▸ **Objective**:
Copy the items below word for word, beginning at the line that contains "Query: prairie dog's black eye" and continuing through the last line of the items.

─── Data shown

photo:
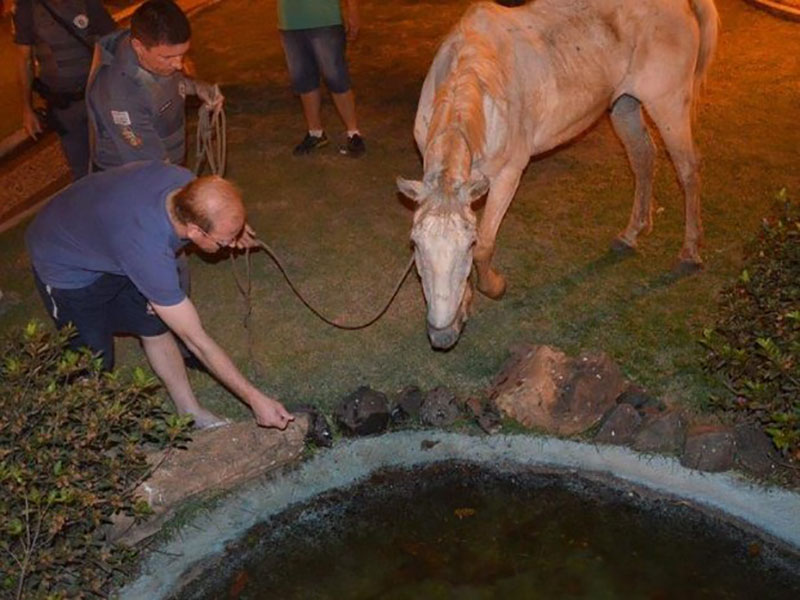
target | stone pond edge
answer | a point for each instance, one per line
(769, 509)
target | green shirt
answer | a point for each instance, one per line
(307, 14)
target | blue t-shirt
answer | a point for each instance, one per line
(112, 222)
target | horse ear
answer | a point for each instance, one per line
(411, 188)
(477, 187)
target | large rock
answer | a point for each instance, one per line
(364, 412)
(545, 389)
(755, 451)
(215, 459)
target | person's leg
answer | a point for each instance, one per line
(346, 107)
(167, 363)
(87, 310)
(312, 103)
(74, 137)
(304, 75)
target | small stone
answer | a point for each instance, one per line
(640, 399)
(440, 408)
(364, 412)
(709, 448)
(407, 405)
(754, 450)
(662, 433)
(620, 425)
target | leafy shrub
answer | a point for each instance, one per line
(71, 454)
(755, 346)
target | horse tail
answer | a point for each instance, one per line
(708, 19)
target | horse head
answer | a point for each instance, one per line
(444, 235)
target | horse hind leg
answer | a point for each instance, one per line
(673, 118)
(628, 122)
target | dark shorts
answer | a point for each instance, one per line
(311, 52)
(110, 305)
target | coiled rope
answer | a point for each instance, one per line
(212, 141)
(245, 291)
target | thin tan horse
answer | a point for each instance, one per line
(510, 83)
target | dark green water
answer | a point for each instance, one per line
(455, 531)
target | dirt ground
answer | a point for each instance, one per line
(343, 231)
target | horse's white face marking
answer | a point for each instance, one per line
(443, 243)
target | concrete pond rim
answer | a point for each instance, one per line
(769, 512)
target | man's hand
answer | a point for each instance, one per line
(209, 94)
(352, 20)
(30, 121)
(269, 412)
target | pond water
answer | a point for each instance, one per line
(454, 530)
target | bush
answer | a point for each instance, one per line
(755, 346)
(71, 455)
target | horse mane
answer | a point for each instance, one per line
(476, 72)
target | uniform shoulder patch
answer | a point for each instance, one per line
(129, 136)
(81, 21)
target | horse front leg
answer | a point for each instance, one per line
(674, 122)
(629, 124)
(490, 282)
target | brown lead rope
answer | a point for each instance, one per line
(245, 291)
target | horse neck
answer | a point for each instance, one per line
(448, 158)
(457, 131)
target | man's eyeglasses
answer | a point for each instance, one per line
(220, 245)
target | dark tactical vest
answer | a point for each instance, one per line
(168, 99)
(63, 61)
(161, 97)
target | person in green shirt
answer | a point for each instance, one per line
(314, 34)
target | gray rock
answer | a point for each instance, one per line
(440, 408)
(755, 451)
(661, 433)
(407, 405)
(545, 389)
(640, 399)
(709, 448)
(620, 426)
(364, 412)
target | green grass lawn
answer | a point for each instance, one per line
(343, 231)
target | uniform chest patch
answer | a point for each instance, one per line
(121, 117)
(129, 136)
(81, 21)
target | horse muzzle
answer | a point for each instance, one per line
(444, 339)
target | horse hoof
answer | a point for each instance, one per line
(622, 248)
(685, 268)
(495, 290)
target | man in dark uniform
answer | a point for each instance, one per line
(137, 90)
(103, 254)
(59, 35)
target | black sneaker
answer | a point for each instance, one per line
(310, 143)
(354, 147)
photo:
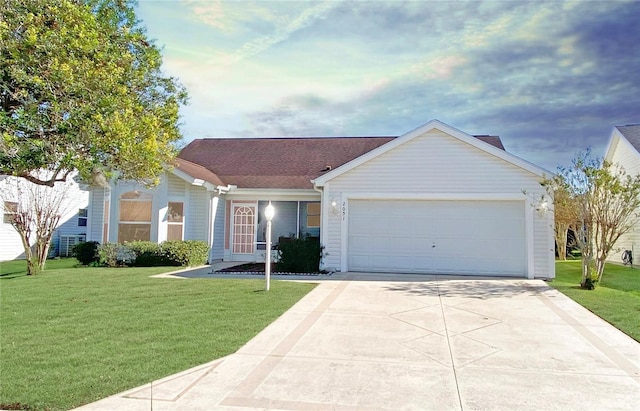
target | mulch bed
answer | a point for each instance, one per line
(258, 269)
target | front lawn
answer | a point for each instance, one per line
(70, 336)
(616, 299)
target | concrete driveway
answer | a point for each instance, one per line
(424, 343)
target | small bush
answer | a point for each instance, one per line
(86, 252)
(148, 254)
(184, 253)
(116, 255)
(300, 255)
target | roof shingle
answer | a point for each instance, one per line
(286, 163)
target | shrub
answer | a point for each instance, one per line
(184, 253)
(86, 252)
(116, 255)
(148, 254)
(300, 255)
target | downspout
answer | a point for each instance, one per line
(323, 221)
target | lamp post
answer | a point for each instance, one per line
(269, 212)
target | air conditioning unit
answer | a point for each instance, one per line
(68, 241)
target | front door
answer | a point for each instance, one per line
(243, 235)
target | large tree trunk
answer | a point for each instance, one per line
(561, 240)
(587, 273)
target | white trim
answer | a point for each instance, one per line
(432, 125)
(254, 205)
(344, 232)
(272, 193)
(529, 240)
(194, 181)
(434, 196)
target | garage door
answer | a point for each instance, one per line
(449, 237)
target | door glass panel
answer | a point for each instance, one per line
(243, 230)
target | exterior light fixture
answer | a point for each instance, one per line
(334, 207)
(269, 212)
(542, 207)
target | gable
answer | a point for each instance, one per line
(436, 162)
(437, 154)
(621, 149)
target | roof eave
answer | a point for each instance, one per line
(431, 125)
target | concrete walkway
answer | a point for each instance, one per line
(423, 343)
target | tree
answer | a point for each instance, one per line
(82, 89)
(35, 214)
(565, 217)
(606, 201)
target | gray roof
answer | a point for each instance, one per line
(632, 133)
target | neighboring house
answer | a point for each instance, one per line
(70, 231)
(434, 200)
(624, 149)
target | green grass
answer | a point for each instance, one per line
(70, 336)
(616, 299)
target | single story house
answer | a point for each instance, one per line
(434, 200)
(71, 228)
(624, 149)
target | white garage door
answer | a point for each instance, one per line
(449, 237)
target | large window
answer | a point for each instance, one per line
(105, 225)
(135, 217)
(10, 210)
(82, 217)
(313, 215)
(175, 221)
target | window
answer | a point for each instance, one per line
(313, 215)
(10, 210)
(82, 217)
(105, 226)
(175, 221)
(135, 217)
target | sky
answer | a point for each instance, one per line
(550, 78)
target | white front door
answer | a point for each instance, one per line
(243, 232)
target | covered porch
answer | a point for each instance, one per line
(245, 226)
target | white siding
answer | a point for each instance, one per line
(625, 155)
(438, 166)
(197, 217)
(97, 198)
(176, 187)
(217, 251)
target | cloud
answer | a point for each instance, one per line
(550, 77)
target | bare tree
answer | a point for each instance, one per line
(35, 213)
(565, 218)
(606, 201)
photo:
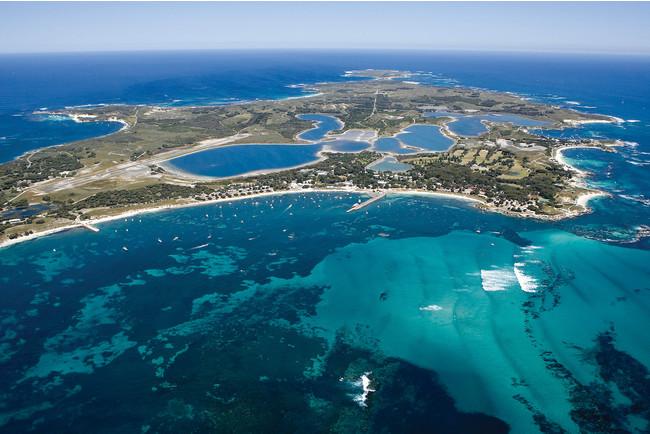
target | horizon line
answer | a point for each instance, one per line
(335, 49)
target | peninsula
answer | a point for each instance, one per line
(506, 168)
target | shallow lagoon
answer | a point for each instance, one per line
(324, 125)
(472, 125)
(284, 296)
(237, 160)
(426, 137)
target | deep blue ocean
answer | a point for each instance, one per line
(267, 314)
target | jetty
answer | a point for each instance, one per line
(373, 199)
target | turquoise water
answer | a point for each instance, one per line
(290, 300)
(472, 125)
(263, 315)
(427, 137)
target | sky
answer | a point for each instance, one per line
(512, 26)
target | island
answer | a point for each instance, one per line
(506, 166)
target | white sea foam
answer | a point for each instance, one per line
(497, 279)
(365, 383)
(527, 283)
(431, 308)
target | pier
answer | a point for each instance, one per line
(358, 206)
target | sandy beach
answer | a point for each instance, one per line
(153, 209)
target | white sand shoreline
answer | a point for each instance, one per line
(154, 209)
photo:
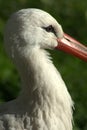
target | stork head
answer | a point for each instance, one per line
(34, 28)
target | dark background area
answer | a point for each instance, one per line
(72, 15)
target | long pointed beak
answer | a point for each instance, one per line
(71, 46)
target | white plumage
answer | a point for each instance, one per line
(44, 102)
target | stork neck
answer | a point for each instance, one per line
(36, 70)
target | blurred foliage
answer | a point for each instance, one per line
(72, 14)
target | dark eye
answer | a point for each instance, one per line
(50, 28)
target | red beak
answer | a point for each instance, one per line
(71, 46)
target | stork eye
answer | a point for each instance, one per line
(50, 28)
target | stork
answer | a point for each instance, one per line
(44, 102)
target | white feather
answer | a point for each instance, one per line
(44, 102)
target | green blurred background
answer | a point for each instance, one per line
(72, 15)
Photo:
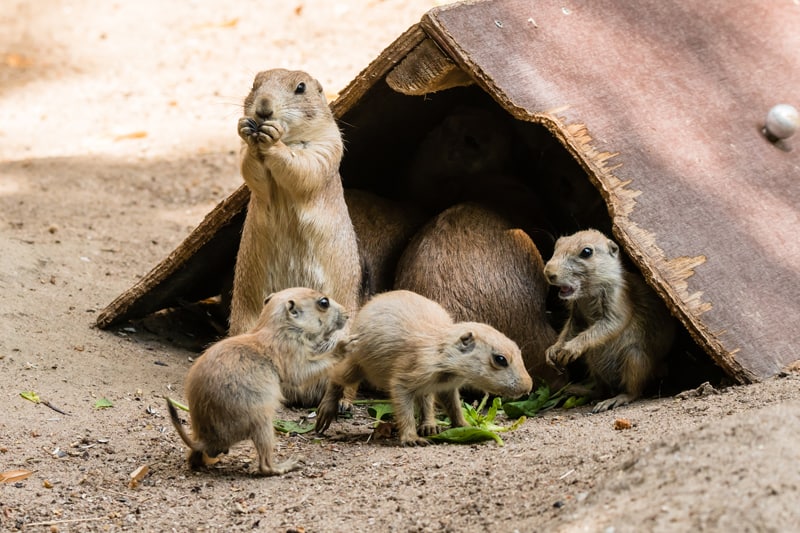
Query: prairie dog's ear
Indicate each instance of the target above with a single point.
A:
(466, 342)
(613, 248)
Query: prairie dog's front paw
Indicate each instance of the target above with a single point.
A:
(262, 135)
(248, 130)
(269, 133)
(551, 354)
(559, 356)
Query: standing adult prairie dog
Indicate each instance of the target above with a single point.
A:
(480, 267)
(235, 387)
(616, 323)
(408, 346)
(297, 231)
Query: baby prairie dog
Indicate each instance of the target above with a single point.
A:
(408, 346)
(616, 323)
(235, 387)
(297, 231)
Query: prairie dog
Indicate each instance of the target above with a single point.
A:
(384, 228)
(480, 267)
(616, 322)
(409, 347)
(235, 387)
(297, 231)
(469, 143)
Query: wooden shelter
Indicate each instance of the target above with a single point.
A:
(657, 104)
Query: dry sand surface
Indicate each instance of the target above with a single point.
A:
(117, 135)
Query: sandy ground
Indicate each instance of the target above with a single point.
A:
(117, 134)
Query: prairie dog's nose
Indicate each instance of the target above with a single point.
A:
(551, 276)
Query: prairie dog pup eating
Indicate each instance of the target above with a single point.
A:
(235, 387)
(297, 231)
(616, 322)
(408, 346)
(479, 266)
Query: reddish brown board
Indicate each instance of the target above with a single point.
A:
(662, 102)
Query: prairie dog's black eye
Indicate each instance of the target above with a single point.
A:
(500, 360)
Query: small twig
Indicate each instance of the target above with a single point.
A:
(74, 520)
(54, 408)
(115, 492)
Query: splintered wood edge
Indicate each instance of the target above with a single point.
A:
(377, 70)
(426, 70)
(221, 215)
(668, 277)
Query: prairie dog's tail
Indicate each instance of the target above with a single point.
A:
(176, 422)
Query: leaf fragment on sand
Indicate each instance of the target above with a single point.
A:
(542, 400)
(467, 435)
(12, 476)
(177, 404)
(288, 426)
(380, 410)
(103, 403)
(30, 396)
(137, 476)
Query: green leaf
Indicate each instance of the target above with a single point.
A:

──────

▸ **Response to the task**:
Query: prairie dog's black eye
Indicate each instance of the target above with a single point.
A:
(500, 360)
Query: small twig
Indicate each instance of the target above with a single point.
A:
(74, 520)
(54, 408)
(115, 492)
Query: splintered wood edge
Indicate each instance of the target above with a single point.
A:
(377, 70)
(426, 70)
(221, 215)
(668, 277)
Query: prairie dog's tail
Indicate each instance of the target above with a single point.
A:
(176, 422)
Query: leaf fragment on sand
Indicate each instance of the target above with a single point.
A:
(542, 400)
(467, 435)
(12, 476)
(177, 404)
(288, 426)
(380, 410)
(103, 403)
(30, 396)
(137, 476)
Query: green leaf
Indicate each instance of the target above with a single point.
A:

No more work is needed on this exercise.